WORK INSTRUCTIONS: Select each line in the entries below that contains the string "church". Matching is case-sensitive.

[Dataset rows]
........

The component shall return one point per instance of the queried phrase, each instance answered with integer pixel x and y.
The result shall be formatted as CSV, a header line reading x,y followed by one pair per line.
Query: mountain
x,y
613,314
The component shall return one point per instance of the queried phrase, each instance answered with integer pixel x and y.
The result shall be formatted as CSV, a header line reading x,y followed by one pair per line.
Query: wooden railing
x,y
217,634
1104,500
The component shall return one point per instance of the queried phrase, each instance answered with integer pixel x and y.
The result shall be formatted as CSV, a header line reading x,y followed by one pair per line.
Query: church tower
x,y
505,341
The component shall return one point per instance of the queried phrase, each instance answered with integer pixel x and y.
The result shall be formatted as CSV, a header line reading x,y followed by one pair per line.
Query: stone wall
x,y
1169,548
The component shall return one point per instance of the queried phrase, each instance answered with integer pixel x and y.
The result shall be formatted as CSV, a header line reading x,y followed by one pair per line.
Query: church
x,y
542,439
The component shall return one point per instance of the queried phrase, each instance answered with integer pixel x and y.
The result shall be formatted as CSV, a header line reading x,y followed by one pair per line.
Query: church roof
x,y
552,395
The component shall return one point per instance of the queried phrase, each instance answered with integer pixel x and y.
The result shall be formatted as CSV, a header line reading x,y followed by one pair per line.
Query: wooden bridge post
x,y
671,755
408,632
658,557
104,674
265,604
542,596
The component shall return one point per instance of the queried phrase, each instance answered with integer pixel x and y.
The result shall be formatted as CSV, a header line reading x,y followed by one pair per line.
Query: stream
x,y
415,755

........

WORKED ANSWER:
Query: church tower
Query: church
Query: church roof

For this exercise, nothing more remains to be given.